REQUEST: Reproduce the stretch of the downward-loop excerpt from "Works with: ALGOL 68 version" through "Cambridge ALGOL 68C.", substituting "DOWN TO" for "DOWNTO".

Based on the 1962 Revised Report on ALGOL: 

 begin
   integer i;
   for i:=10 step -1 until 0 do 
     outinteger(1,i)
 end
Works with: ALGOL 60 version OS/360
'BEGIN' 'COMMENT' Loops/Downward for - Algol60 - 23/06/2018;
  'INTEGER' I;
  'FOR' I := 10 'STEP' -1 'UNTIL' 0 'DO' 
    OUTINTEGER(1,I)
'END'

ALGOL 68

Works with: ALGOL 68 version Standard - no extensions to language used
Works with: ALGOL 68G version Any - tested with release mk15-0.8b.fc9.i386
Works with: ELLA ALGOL 68 version Any (with appropriate job cards) - tested with release 1.8.8d.fc9.i386
FOR i FROM 10 BY -1 TO 0 DO
    print((i,new line))
OD

As a common extension the DOWNTO is sometimes included to optimise the loop termination logic. The DOWNTO is available in Marcel's ALGOL 68G and Cambridge ALGOL 68C. 

FOR i FROM 10 DOWNTO 0 DO
    print((i,new line))
OD

ALGOL-M

Sadly, ALGOL-M's FOR statement does not allow a negative value for STEP, so in order to count down we either have to use a WHILE loop or move the subtraction into the body of the FOR loop 

begin

integer i;

write("First approach :");
i := 10;
while (i >= 0) do
   begin  
      writeon(i);
      i := i - 1;
   end;

write("Second approach:");
for i := 0 step 1 until 10 do
  writeon(10-i);

end
Output:
First approach :     10      9      8      7      6      5      4      3      2      1      0
Second approach:     10      9      8      7      6      5      4      3      2      1      0

ALGOL W

begin
    for i := 10 step -1 until 0 do
    begin
        write( i )
    end
end.

Amazing Hopper

#include <flow.h>

DEF-MAIN
   CLR-SCR
   SET(i, 10)
   LOOP(ciclo abajo)
      PRNL(i)
   BACK-IF-NOT-ZERO(i--, ciclo abajo)
END
Output:
10
9
8
7
6
5
4
3
2
1
0

AmigaE

PROC main()
  DEF i
  FOR i := 10 TO 0 STEP -1
    WriteF('\d\n', i)
  ENDFOR
ENDPROC

AppleScript

repeat with i from 10 to 0 by -1
  log i
end repeat

ARM Assembly

Works with: as version Raspberry Pi
/* ARM assembly Raspberry PI  */
/*  program loopdownward.s   */

/* Constantes    */
.equ STDOUT, 1     @ Linux output console
.equ EXIT,   1     @ Linux syscall
.equ WRITE,  4     @ Linux syscall

/*********************************/
/* Initialized data              */
/*********************************/
.data
szMessResult:  .ascii "Counter = "      @ message result
sMessValeur:   .fill 12, 1, ' '
                   .asciz "\n"

ENTRIES:
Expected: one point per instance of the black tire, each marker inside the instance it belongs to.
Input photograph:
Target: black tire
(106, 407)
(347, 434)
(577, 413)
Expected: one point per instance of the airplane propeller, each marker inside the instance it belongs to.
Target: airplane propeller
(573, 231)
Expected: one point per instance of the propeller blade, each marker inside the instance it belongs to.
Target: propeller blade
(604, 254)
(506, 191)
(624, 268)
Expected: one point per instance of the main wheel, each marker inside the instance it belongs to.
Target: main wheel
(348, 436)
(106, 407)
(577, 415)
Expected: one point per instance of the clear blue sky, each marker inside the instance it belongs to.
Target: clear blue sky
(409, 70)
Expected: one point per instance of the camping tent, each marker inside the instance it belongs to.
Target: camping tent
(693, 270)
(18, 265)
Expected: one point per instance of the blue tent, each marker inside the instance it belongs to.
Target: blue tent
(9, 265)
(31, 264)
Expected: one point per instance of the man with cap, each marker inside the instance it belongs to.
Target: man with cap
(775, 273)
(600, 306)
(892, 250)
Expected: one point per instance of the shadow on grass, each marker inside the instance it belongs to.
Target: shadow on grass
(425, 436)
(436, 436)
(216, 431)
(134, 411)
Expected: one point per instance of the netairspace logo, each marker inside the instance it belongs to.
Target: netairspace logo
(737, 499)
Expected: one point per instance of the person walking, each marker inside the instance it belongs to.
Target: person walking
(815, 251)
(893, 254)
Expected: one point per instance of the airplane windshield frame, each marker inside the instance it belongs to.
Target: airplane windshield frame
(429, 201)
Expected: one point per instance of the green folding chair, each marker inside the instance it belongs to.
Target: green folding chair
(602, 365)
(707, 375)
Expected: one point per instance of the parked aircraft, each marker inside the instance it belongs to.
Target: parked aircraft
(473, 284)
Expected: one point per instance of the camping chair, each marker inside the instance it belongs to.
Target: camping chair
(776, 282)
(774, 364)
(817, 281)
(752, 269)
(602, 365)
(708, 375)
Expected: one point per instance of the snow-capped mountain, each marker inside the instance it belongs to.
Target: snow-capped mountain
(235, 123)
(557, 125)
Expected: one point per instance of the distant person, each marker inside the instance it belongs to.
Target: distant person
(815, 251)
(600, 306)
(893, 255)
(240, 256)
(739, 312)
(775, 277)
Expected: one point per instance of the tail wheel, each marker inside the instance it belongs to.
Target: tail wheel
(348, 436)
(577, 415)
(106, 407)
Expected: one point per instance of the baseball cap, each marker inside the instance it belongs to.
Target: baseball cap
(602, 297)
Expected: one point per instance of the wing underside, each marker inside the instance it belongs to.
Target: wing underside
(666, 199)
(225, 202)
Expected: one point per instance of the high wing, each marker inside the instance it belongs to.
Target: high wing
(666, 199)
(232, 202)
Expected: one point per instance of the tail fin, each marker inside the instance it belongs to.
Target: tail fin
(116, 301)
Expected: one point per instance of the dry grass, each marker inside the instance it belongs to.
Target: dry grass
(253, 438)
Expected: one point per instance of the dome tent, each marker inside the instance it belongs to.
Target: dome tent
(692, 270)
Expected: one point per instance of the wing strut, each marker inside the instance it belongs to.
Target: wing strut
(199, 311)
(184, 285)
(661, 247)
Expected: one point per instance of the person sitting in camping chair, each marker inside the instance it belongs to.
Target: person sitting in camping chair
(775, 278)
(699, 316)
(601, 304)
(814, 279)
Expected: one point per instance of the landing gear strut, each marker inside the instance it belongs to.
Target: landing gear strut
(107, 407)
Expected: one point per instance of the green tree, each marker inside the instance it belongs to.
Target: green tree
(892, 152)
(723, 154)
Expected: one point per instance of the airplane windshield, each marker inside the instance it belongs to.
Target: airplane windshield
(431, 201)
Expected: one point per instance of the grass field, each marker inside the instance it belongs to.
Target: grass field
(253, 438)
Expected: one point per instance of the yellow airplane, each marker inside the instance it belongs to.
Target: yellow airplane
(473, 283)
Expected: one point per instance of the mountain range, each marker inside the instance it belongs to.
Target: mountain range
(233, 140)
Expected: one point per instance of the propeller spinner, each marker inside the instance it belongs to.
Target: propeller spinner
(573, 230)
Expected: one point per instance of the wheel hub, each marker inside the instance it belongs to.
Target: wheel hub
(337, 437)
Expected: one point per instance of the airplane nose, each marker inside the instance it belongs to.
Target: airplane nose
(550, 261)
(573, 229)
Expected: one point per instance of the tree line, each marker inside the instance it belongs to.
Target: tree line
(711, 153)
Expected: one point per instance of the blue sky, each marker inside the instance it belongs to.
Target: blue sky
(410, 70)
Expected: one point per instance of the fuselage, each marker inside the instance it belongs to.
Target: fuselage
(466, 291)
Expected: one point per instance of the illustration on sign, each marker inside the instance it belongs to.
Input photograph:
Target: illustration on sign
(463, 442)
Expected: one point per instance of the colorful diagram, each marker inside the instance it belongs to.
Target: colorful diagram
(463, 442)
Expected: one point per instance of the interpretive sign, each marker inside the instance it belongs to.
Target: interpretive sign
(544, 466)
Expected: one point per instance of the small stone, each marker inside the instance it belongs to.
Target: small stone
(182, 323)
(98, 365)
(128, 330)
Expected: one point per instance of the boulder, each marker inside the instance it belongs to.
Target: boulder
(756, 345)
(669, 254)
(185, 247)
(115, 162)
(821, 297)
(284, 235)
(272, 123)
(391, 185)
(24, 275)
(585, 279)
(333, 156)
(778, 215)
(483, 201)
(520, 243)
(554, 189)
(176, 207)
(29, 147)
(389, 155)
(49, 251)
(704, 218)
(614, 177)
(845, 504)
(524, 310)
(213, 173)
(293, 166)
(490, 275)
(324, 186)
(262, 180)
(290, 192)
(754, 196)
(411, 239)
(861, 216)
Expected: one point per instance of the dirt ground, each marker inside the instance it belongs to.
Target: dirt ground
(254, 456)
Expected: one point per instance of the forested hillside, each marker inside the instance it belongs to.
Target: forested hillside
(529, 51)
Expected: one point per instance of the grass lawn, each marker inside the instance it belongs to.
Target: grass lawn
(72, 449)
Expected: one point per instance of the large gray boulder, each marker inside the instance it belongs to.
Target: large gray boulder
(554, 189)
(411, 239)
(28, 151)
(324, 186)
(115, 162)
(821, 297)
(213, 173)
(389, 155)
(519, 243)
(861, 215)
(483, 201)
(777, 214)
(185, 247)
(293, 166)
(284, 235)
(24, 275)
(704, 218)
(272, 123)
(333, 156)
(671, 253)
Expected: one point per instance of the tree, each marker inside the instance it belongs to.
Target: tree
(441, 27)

SOLUTION BELOW:
Works with: ALGOL 68 version Standard - no extensions to language used
Works with: ALGOL 68G version Any - tested with release mk15-0.8b.fc9.i386
Works with: ELLA ALGOL 68 version Any (with appropriate job cards) - tested with release 1.8.8d.fc9.i386
FOR i FROM 10 BY -1 TO 0 DO
    print((i,new line))
OD

As a common extension the DOWN TO is sometimes included to optimise the loop termination logic. The DOWN TO is available in Marcel's ALGOL 68G and Cambridge ALGOL 68C.